* [Activity 1] List every feeling that the Easylife article says the Information Commissioner's Office found the calls left people with.
* [Activity 2] Reproduce the part of the Easylife article starting with "Now Easylife has" and going on through "glucosamine joint patches.".
* [Activity 3] According to the Easylife article, where is the company run from?

* [Selected extract]
/---

You can feel the sense of powerless frustration in the online review of catalogue company Easylife.
“How do I stop repeated phone calls asking me to sign up to a reward scheme?” it reads.
“Each time I have patiently answered, often at inconvenient times, and asked them not to call again.
“The one order we placed was for items we found substandard anyway but have just had yet another call about this scheme, at least the fifteenth.”
Now Easylife has been fined for illegally making unwanted sales calls to people registered with the Telephone Preference Service.
It was ordered to pay £130,000 for 1,345,732 calls that the Information Commissioner’s Office said left people feeling angry, anxious, threatened and distressed.
Easylife is run from Sittingbourne, Kent, by chief executive Greg Caplan, and had a £51.6million turnover according to its latest accounts – and the cold calling fine is just the start of its woes.
In a groundbreaking prosecution, it was fined a further £1,350,000 for illegally using the personal information of 145,400 customers to try to flog health remedies.
If a person bought a jar opener or a dinner tray, for instance, Easylife would guess they had arthritis and try to sell glucosamine joint patches.

\---

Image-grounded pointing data
/---

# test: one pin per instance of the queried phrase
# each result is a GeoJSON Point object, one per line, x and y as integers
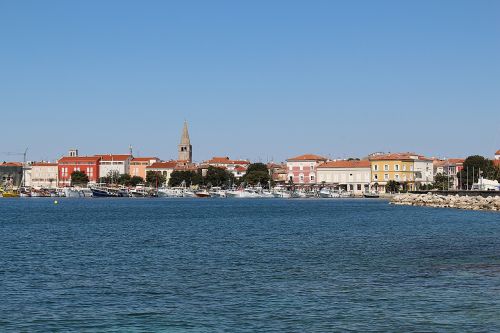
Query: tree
{"type": "Point", "coordinates": [124, 179]}
{"type": "Point", "coordinates": [188, 177]}
{"type": "Point", "coordinates": [217, 176]}
{"type": "Point", "coordinates": [257, 173]}
{"type": "Point", "coordinates": [442, 182]}
{"type": "Point", "coordinates": [155, 178]}
{"type": "Point", "coordinates": [392, 186]}
{"type": "Point", "coordinates": [136, 180]}
{"type": "Point", "coordinates": [79, 178]}
{"type": "Point", "coordinates": [473, 166]}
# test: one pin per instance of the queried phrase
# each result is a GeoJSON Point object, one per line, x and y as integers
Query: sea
{"type": "Point", "coordinates": [246, 265]}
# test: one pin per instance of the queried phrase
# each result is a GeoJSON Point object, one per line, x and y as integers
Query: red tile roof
{"type": "Point", "coordinates": [111, 157]}
{"type": "Point", "coordinates": [144, 159]}
{"type": "Point", "coordinates": [307, 157]}
{"type": "Point", "coordinates": [163, 165]}
{"type": "Point", "coordinates": [346, 164]}
{"type": "Point", "coordinates": [399, 157]}
{"type": "Point", "coordinates": [11, 164]}
{"type": "Point", "coordinates": [44, 164]}
{"type": "Point", "coordinates": [69, 159]}
{"type": "Point", "coordinates": [226, 160]}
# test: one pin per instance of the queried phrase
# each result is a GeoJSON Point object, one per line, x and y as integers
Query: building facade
{"type": "Point", "coordinates": [138, 165]}
{"type": "Point", "coordinates": [11, 174]}
{"type": "Point", "coordinates": [165, 168]}
{"type": "Point", "coordinates": [408, 169]}
{"type": "Point", "coordinates": [449, 167]}
{"type": "Point", "coordinates": [114, 164]}
{"type": "Point", "coordinates": [236, 167]}
{"type": "Point", "coordinates": [185, 148]}
{"type": "Point", "coordinates": [44, 175]}
{"type": "Point", "coordinates": [86, 164]}
{"type": "Point", "coordinates": [352, 176]}
{"type": "Point", "coordinates": [302, 169]}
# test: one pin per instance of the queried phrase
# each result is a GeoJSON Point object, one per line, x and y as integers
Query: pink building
{"type": "Point", "coordinates": [302, 169]}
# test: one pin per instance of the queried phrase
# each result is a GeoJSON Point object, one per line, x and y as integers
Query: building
{"type": "Point", "coordinates": [353, 176]}
{"type": "Point", "coordinates": [138, 165]}
{"type": "Point", "coordinates": [44, 175]}
{"type": "Point", "coordinates": [114, 164]}
{"type": "Point", "coordinates": [165, 168]}
{"type": "Point", "coordinates": [408, 169]}
{"type": "Point", "coordinates": [237, 167]}
{"type": "Point", "coordinates": [278, 172]}
{"type": "Point", "coordinates": [302, 169]}
{"type": "Point", "coordinates": [11, 174]}
{"type": "Point", "coordinates": [185, 147]}
{"type": "Point", "coordinates": [86, 164]}
{"type": "Point", "coordinates": [449, 167]}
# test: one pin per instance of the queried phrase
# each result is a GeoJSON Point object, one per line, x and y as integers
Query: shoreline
{"type": "Point", "coordinates": [490, 203]}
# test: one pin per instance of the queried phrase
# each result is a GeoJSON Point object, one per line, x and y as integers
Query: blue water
{"type": "Point", "coordinates": [215, 265]}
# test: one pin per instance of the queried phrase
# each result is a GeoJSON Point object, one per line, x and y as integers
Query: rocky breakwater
{"type": "Point", "coordinates": [448, 201]}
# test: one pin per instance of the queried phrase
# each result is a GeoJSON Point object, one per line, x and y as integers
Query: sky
{"type": "Point", "coordinates": [263, 80]}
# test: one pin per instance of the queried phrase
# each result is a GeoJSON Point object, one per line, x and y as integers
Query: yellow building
{"type": "Point", "coordinates": [405, 168]}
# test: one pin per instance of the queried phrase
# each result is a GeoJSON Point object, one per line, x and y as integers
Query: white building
{"type": "Point", "coordinates": [164, 168]}
{"type": "Point", "coordinates": [44, 175]}
{"type": "Point", "coordinates": [353, 176]}
{"type": "Point", "coordinates": [114, 164]}
{"type": "Point", "coordinates": [423, 170]}
{"type": "Point", "coordinates": [302, 169]}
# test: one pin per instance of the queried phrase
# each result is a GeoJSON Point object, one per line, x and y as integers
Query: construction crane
{"type": "Point", "coordinates": [8, 153]}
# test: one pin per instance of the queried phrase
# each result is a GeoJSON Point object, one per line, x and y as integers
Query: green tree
{"type": "Point", "coordinates": [189, 177]}
{"type": "Point", "coordinates": [79, 178]}
{"type": "Point", "coordinates": [257, 173]}
{"type": "Point", "coordinates": [474, 166]}
{"type": "Point", "coordinates": [136, 180]}
{"type": "Point", "coordinates": [392, 186]}
{"type": "Point", "coordinates": [217, 176]}
{"type": "Point", "coordinates": [155, 178]}
{"type": "Point", "coordinates": [124, 179]}
{"type": "Point", "coordinates": [442, 182]}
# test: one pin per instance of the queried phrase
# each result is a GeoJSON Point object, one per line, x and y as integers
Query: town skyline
{"type": "Point", "coordinates": [258, 80]}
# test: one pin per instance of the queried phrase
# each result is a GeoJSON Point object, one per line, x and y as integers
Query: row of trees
{"type": "Point", "coordinates": [474, 167]}
{"type": "Point", "coordinates": [256, 173]}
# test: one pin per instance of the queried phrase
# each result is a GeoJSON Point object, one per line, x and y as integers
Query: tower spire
{"type": "Point", "coordinates": [185, 148]}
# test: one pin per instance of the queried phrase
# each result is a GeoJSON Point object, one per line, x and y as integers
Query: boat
{"type": "Point", "coordinates": [202, 194]}
{"type": "Point", "coordinates": [110, 192]}
{"type": "Point", "coordinates": [70, 192]}
{"type": "Point", "coordinates": [10, 194]}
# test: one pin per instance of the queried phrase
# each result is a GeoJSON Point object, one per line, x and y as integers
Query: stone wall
{"type": "Point", "coordinates": [448, 201]}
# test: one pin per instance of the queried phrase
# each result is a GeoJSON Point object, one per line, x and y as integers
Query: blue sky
{"type": "Point", "coordinates": [257, 79]}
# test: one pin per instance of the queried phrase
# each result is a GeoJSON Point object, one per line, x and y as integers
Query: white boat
{"type": "Point", "coordinates": [70, 192]}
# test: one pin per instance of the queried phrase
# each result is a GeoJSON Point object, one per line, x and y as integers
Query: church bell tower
{"type": "Point", "coordinates": [185, 148]}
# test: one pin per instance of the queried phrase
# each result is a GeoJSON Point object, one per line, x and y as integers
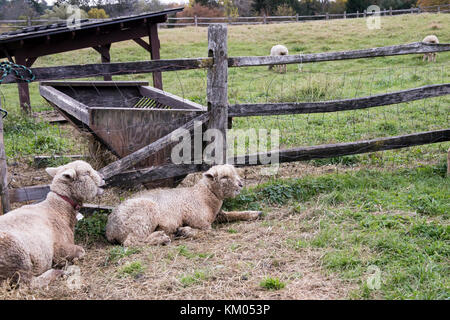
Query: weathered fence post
{"type": "Point", "coordinates": [4, 194]}
{"type": "Point", "coordinates": [217, 87]}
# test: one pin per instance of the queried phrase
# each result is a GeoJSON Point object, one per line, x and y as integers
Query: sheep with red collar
{"type": "Point", "coordinates": [35, 237]}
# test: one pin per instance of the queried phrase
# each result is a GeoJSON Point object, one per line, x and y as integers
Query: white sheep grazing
{"type": "Point", "coordinates": [150, 217]}
{"type": "Point", "coordinates": [33, 237]}
{"type": "Point", "coordinates": [431, 55]}
{"type": "Point", "coordinates": [279, 50]}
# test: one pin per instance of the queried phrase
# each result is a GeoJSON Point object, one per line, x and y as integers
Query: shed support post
{"type": "Point", "coordinates": [4, 193]}
{"type": "Point", "coordinates": [217, 90]}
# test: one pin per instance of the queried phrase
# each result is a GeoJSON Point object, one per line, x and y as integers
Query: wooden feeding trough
{"type": "Point", "coordinates": [124, 116]}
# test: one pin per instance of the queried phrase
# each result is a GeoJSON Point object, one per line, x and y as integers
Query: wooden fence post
{"type": "Point", "coordinates": [217, 86]}
{"type": "Point", "coordinates": [4, 194]}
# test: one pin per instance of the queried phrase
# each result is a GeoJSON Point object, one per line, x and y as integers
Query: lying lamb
{"type": "Point", "coordinates": [279, 50]}
{"type": "Point", "coordinates": [34, 237]}
{"type": "Point", "coordinates": [152, 216]}
{"type": "Point", "coordinates": [431, 55]}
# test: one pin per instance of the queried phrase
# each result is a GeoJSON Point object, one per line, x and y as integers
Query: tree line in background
{"type": "Point", "coordinates": [100, 9]}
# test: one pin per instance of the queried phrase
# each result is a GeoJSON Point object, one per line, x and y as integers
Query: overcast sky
{"type": "Point", "coordinates": [50, 2]}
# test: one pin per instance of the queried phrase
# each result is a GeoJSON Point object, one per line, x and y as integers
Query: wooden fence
{"type": "Point", "coordinates": [7, 25]}
{"type": "Point", "coordinates": [220, 112]}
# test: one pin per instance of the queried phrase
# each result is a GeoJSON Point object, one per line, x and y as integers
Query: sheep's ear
{"type": "Point", "coordinates": [69, 174]}
{"type": "Point", "coordinates": [52, 171]}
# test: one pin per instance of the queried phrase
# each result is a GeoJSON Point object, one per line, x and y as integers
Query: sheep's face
{"type": "Point", "coordinates": [224, 181]}
{"type": "Point", "coordinates": [77, 180]}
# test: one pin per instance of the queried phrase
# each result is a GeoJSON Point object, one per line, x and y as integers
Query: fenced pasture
{"type": "Point", "coordinates": [320, 232]}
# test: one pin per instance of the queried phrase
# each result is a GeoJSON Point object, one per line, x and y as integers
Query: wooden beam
{"type": "Point", "coordinates": [29, 193]}
{"type": "Point", "coordinates": [118, 68]}
{"type": "Point", "coordinates": [412, 48]}
{"type": "Point", "coordinates": [265, 109]}
{"type": "Point", "coordinates": [143, 153]}
{"type": "Point", "coordinates": [343, 149]}
{"type": "Point", "coordinates": [4, 194]}
{"type": "Point", "coordinates": [66, 103]}
{"type": "Point", "coordinates": [154, 52]}
{"type": "Point", "coordinates": [217, 88]}
{"type": "Point", "coordinates": [170, 99]}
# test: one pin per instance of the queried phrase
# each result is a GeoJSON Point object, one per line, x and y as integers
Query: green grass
{"type": "Point", "coordinates": [272, 284]}
{"type": "Point", "coordinates": [117, 253]}
{"type": "Point", "coordinates": [395, 221]}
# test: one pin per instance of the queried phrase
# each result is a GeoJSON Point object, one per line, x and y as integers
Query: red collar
{"type": "Point", "coordinates": [74, 204]}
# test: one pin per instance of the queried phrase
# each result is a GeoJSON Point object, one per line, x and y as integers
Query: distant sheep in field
{"type": "Point", "coordinates": [34, 237]}
{"type": "Point", "coordinates": [432, 55]}
{"type": "Point", "coordinates": [151, 217]}
{"type": "Point", "coordinates": [279, 50]}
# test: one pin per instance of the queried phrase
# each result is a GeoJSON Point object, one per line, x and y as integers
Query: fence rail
{"type": "Point", "coordinates": [196, 21]}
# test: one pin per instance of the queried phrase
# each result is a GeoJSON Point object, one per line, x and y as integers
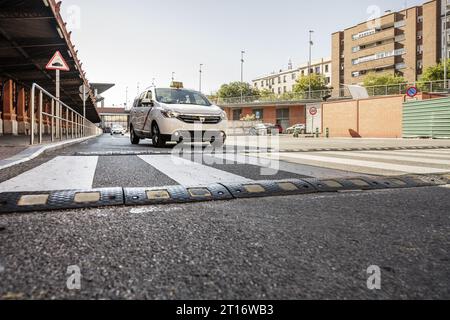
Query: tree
{"type": "Point", "coordinates": [373, 79]}
{"type": "Point", "coordinates": [317, 83]}
{"type": "Point", "coordinates": [235, 89]}
{"type": "Point", "coordinates": [436, 73]}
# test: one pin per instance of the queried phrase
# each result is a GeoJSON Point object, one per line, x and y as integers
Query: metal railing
{"type": "Point", "coordinates": [341, 93]}
{"type": "Point", "coordinates": [65, 122]}
{"type": "Point", "coordinates": [286, 97]}
{"type": "Point", "coordinates": [398, 89]}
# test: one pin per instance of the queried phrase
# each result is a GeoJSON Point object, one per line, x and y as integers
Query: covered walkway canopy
{"type": "Point", "coordinates": [31, 31]}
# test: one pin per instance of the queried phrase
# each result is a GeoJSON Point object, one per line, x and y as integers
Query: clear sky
{"type": "Point", "coordinates": [134, 41]}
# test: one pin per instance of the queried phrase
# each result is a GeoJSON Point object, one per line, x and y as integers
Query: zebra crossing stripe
{"type": "Point", "coordinates": [60, 173]}
{"type": "Point", "coordinates": [414, 154]}
{"type": "Point", "coordinates": [363, 163]}
{"type": "Point", "coordinates": [390, 157]}
{"type": "Point", "coordinates": [190, 174]}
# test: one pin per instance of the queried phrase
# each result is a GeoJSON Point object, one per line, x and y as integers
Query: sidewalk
{"type": "Point", "coordinates": [290, 144]}
{"type": "Point", "coordinates": [16, 149]}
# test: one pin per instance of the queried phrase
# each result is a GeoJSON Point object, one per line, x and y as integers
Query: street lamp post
{"type": "Point", "coordinates": [446, 58]}
{"type": "Point", "coordinates": [200, 81]}
{"type": "Point", "coordinates": [309, 61]}
{"type": "Point", "coordinates": [242, 75]}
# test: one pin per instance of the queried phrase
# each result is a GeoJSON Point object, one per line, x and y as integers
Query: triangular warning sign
{"type": "Point", "coordinates": [57, 63]}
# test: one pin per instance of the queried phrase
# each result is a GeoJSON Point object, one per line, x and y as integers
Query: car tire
{"type": "Point", "coordinates": [133, 137]}
{"type": "Point", "coordinates": [158, 140]}
{"type": "Point", "coordinates": [219, 143]}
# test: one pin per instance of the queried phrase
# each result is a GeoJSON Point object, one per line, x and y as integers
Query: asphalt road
{"type": "Point", "coordinates": [300, 247]}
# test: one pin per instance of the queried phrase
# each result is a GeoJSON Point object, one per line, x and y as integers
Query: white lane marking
{"type": "Point", "coordinates": [389, 157]}
{"type": "Point", "coordinates": [412, 154]}
{"type": "Point", "coordinates": [439, 151]}
{"type": "Point", "coordinates": [363, 163]}
{"type": "Point", "coordinates": [191, 174]}
{"type": "Point", "coordinates": [280, 165]}
{"type": "Point", "coordinates": [61, 173]}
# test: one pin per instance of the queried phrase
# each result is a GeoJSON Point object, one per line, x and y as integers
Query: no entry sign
{"type": "Point", "coordinates": [313, 111]}
{"type": "Point", "coordinates": [411, 92]}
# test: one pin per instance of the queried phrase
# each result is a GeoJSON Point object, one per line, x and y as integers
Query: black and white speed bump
{"type": "Point", "coordinates": [18, 202]}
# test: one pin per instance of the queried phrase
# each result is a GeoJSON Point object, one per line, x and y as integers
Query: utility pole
{"type": "Point", "coordinates": [126, 98]}
{"type": "Point", "coordinates": [242, 75]}
{"type": "Point", "coordinates": [200, 84]}
{"type": "Point", "coordinates": [446, 58]}
{"type": "Point", "coordinates": [310, 60]}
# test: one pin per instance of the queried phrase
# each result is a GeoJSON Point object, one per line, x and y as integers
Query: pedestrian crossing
{"type": "Point", "coordinates": [86, 172]}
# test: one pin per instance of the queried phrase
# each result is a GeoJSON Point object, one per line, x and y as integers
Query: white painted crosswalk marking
{"type": "Point", "coordinates": [61, 173]}
{"type": "Point", "coordinates": [278, 165]}
{"type": "Point", "coordinates": [413, 154]}
{"type": "Point", "coordinates": [392, 157]}
{"type": "Point", "coordinates": [346, 163]}
{"type": "Point", "coordinates": [190, 174]}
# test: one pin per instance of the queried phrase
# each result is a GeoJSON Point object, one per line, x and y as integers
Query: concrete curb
{"type": "Point", "coordinates": [358, 149]}
{"type": "Point", "coordinates": [35, 151]}
{"type": "Point", "coordinates": [18, 202]}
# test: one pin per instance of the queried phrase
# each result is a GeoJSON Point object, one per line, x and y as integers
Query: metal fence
{"type": "Point", "coordinates": [62, 122]}
{"type": "Point", "coordinates": [342, 93]}
{"type": "Point", "coordinates": [286, 97]}
{"type": "Point", "coordinates": [398, 89]}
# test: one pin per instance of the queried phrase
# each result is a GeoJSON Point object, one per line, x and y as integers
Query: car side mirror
{"type": "Point", "coordinates": [147, 102]}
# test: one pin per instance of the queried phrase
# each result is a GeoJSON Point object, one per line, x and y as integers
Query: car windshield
{"type": "Point", "coordinates": [181, 96]}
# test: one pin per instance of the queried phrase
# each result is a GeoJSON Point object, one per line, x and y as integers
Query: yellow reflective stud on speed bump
{"type": "Point", "coordinates": [33, 200]}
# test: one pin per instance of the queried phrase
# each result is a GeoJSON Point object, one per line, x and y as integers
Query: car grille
{"type": "Point", "coordinates": [197, 119]}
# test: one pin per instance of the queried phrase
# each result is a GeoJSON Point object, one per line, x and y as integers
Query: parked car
{"type": "Point", "coordinates": [118, 129]}
{"type": "Point", "coordinates": [264, 129]}
{"type": "Point", "coordinates": [300, 127]}
{"type": "Point", "coordinates": [178, 115]}
{"type": "Point", "coordinates": [280, 128]}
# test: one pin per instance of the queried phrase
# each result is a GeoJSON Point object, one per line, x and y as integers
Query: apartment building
{"type": "Point", "coordinates": [284, 80]}
{"type": "Point", "coordinates": [402, 43]}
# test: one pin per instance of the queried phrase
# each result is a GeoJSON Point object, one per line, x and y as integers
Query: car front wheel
{"type": "Point", "coordinates": [157, 139]}
{"type": "Point", "coordinates": [133, 137]}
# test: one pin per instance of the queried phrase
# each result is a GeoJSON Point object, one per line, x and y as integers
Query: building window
{"type": "Point", "coordinates": [237, 114]}
{"type": "Point", "coordinates": [259, 113]}
{"type": "Point", "coordinates": [364, 34]}
{"type": "Point", "coordinates": [400, 66]}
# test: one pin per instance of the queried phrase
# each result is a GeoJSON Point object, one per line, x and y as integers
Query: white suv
{"type": "Point", "coordinates": [171, 114]}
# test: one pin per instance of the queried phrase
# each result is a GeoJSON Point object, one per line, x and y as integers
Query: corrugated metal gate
{"type": "Point", "coordinates": [427, 118]}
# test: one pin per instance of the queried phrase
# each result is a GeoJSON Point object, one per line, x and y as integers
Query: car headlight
{"type": "Point", "coordinates": [170, 114]}
{"type": "Point", "coordinates": [223, 115]}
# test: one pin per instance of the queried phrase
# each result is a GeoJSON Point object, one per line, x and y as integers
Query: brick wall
{"type": "Point", "coordinates": [297, 115]}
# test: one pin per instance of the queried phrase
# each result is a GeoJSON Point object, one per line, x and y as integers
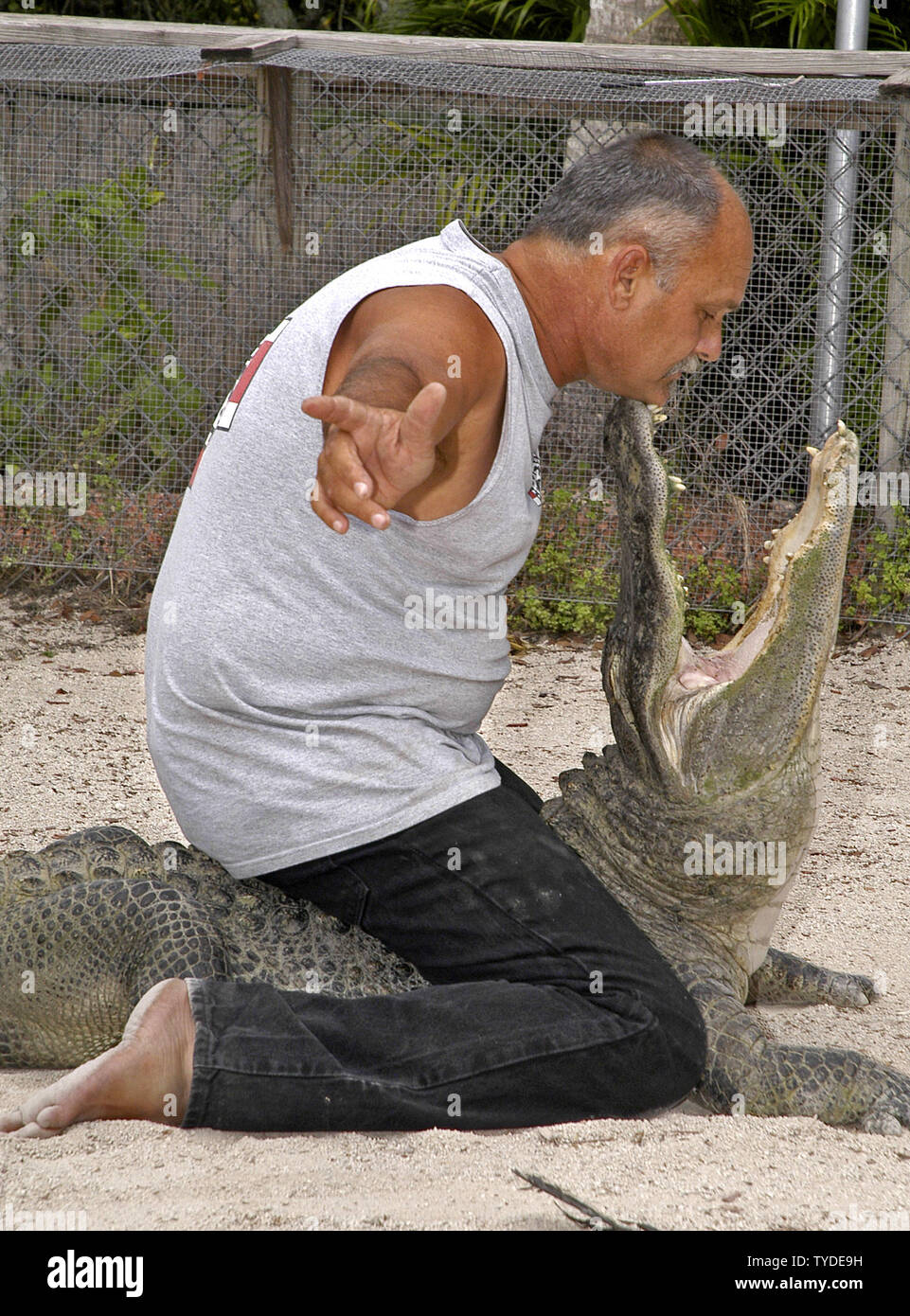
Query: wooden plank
{"type": "Point", "coordinates": [518, 54]}
{"type": "Point", "coordinates": [249, 49]}
{"type": "Point", "coordinates": [899, 84]}
{"type": "Point", "coordinates": [278, 90]}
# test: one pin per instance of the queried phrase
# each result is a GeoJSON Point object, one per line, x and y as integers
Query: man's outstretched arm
{"type": "Point", "coordinates": [398, 401]}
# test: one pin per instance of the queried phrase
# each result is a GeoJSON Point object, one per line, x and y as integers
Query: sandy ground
{"type": "Point", "coordinates": [73, 756]}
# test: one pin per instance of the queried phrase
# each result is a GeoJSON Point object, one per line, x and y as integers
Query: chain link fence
{"type": "Point", "coordinates": [159, 213]}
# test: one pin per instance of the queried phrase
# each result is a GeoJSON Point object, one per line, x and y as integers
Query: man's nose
{"type": "Point", "coordinates": [708, 345]}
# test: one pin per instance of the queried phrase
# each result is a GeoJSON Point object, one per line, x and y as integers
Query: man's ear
{"type": "Point", "coordinates": [627, 269]}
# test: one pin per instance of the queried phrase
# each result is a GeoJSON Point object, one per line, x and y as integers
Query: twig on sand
{"type": "Point", "coordinates": [596, 1218]}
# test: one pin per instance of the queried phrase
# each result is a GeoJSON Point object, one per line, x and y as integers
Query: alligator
{"type": "Point", "coordinates": [697, 820]}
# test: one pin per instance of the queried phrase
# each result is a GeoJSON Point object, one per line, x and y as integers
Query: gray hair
{"type": "Point", "coordinates": [653, 188]}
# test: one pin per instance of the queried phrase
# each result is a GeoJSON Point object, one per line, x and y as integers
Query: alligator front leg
{"type": "Point", "coordinates": [785, 979]}
{"type": "Point", "coordinates": [750, 1074]}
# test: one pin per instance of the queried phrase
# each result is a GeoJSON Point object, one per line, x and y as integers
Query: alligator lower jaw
{"type": "Point", "coordinates": [821, 515]}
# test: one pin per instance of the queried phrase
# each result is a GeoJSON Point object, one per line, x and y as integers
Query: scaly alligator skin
{"type": "Point", "coordinates": [715, 744]}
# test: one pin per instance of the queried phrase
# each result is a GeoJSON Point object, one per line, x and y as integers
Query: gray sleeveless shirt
{"type": "Point", "coordinates": [310, 691]}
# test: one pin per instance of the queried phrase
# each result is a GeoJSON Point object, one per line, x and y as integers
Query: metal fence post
{"type": "Point", "coordinates": [836, 245]}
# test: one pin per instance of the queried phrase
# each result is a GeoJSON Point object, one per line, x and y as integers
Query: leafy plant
{"type": "Point", "coordinates": [794, 24]}
{"type": "Point", "coordinates": [883, 587]}
{"type": "Point", "coordinates": [535, 20]}
{"type": "Point", "coordinates": [721, 582]}
{"type": "Point", "coordinates": [556, 590]}
{"type": "Point", "coordinates": [84, 254]}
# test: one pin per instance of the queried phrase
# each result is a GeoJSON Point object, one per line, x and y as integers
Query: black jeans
{"type": "Point", "coordinates": [546, 1002]}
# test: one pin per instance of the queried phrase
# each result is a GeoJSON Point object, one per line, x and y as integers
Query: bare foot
{"type": "Point", "coordinates": [144, 1076]}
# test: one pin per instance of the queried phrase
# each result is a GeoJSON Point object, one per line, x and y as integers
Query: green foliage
{"type": "Point", "coordinates": [717, 580]}
{"type": "Point", "coordinates": [481, 170]}
{"type": "Point", "coordinates": [794, 24]}
{"type": "Point", "coordinates": [883, 587]}
{"type": "Point", "coordinates": [555, 577]}
{"type": "Point", "coordinates": [533, 20]}
{"type": "Point", "coordinates": [121, 388]}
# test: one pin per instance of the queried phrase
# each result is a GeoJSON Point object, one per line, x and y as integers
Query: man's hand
{"type": "Point", "coordinates": [373, 455]}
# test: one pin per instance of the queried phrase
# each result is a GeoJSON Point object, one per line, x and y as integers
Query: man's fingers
{"type": "Point", "coordinates": [336, 411]}
{"type": "Point", "coordinates": [344, 486]}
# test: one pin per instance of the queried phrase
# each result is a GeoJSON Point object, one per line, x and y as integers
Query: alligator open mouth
{"type": "Point", "coordinates": [677, 712]}
{"type": "Point", "coordinates": [822, 513]}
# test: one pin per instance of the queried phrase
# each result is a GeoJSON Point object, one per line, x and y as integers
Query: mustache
{"type": "Point", "coordinates": [689, 366]}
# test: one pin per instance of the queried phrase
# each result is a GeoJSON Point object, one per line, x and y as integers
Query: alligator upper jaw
{"type": "Point", "coordinates": [821, 525]}
{"type": "Point", "coordinates": [706, 722]}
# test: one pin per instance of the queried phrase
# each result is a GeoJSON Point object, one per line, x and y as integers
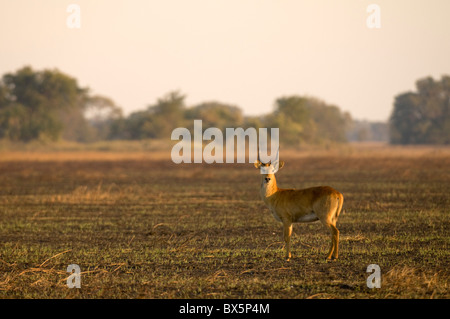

\---

* [Final answer 1] angry, anxious, threatened, distressed

* [Final answer 2]
Now Easylife has been fined for illegally making unwanted sales calls to people registered with the Telephone Preference Service.
It was ordered to pay £130,000 for 1,345,732 calls that the Information Commissioner’s Office said left people feeling angry, anxious, threatened and distressed.
Easylife is run from Sittingbourne, Kent, by chief executive Greg Caplan, and had a £51.6million turnover according to its latest accounts – and the cold calling fine is just the start of its woes.
In a groundbreaking prosecution, it was fined a further £1,350,000 for illegally using the personal information of 145,400 customers to try to flog health remedies.
If a person bought a jar opener or a dinner tray, for instance, Easylife would guess they had arthritis and try to sell glucosamine joint patches.

* [Final answer 3] Sittingbourne, Kent.